▶ [Extract to read]

The large current account deficit registered in 2022 will partially ease this year. The trade balance surplus will widen, as imports contract amid dropping domestic demand, while exports continue to expand. In addition, the lower local economic impetus will also help curb the primary income deficit somewhat, as it should reduce foreign firms’ profit repatriation. Finally, the services deficit should decrease as freight costs moderate, and tourism pursues its recovery. On the financing side, FDI should weaken due to weaker domestic economic momentum and the higher financing cost. Furthermore, more volatile portfolio investment net inflows should fill the remaining gap, along with public, non-financial enterprise, and bank debt issuance. Importantly, in 2022 the central bank also used foreign exchange reserves to cover the external shortfall. As a result, resources went down from USD 51.3 billion in December 2021 to USD 38.6 billion in November 2022 (covering roughly five months of imports). Since May 2022, the country has also had access to a USD 3.5 billion IMF Short-term Liquidity Line (for one renewable year). Furthermore, Chile’s negative net international investment position stood at roughly -14% of GDP in Q3 2022, mainly smoothed by relevant pension funds’ investments abroad (estimated at 21% of GDP). The external debt was at 84% of GDP in Q3 2022, 71% of which was owed by the private sector. Overall, the vast external shortfall exposes Chile to changes in global investors’ moods.

▶ [Work to be completed]
Turn the paragraph beginning "The large current account deficit registered in 2022" in the text on Chile's external accounts into a short bulleted list that keeps its main facts.

▶ [Data shown]

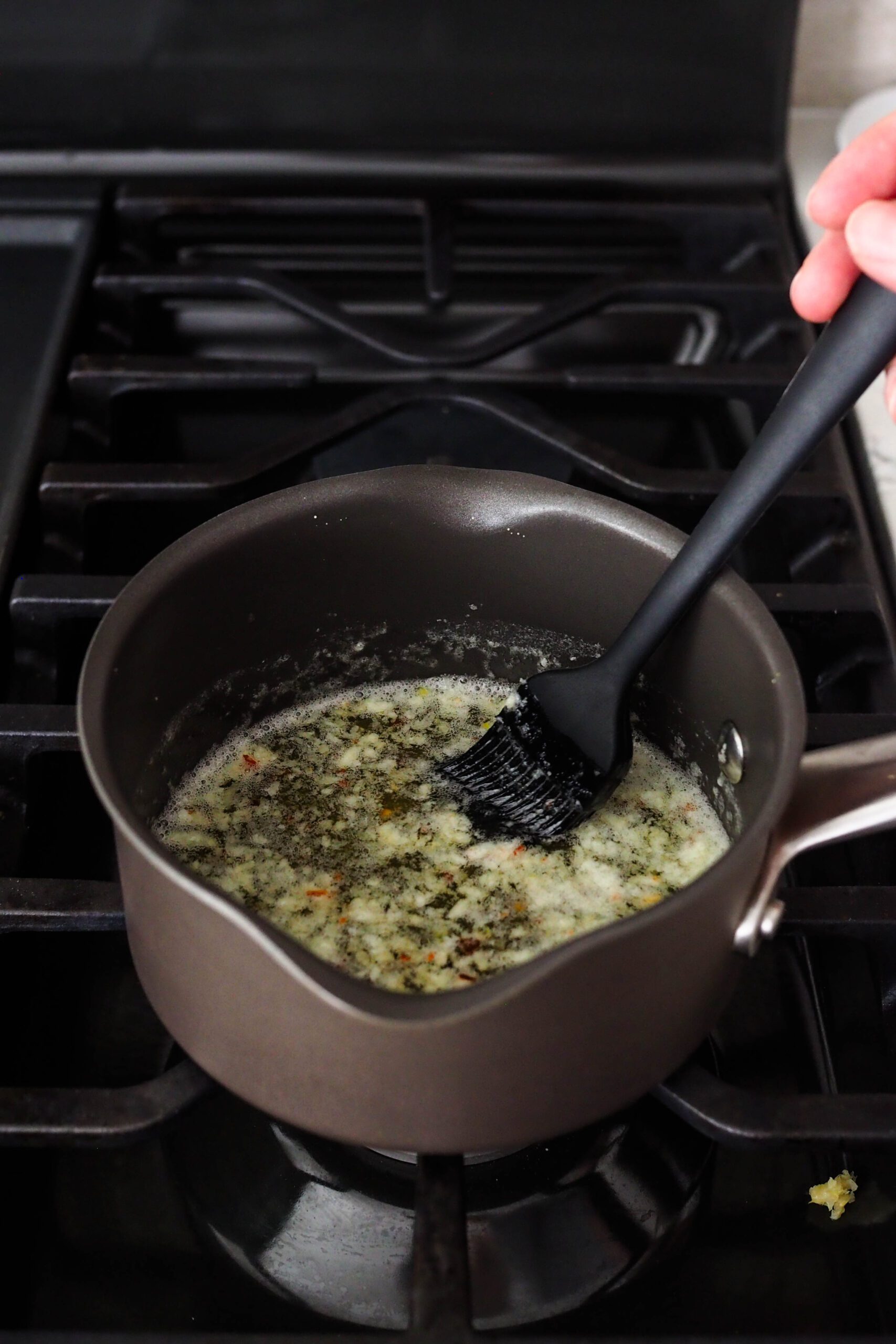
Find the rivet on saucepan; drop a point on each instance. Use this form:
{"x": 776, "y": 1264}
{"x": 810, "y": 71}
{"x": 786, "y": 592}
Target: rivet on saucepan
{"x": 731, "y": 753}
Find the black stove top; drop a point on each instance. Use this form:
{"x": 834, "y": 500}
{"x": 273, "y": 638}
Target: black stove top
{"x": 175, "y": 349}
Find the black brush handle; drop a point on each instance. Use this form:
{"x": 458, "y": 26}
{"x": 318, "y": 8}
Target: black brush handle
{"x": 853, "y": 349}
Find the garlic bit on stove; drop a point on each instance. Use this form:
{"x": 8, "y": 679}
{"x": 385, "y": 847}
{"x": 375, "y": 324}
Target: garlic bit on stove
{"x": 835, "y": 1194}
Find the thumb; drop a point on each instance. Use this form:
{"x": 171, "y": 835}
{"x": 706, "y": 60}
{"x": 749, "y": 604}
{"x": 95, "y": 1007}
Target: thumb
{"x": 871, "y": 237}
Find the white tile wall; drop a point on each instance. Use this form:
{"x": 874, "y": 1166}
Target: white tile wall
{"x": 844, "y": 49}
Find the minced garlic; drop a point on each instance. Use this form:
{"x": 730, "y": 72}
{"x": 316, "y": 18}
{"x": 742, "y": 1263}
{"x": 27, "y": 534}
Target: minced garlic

▶ [Exercise response]
- The large 2022 current account deficit will partially ease this year.
- The trade surplus will widen as imports contract with falling domestic demand and exports keep expanding.
- Weaker local activity should trim the primary income deficit by reducing foreign firms' profit repatriation.
- The services deficit should shrink as freight costs moderate and tourism keeps recovering.
- FDI should weaken because of slower domestic momentum and higher financing costs. More volatile portfolio inflows and public, non-financial enterprise and bank debt issuance should cover the rest.
- In 2022, the central bank used foreign exchange reserves to cover the shortfall. Reserves fell from USD 51.3 billion (December 2021) to USD 38.6 billion (November 2022), or about five months of imports.
- Since May 2022, Chile has had a USD 3.5 billion IMF Short-term Liquidity Line, renewable yearly.
- The net international investment position was about -14% of GDP in Q3 2022, smoothed by pension funds' foreign investments of about 21% of GDP.
- External debt was 84% of GDP in Q3 2022, 71% of it owed by the private sector.
- The large external shortfall leaves Chile exposed to shifts in global investor sentiment.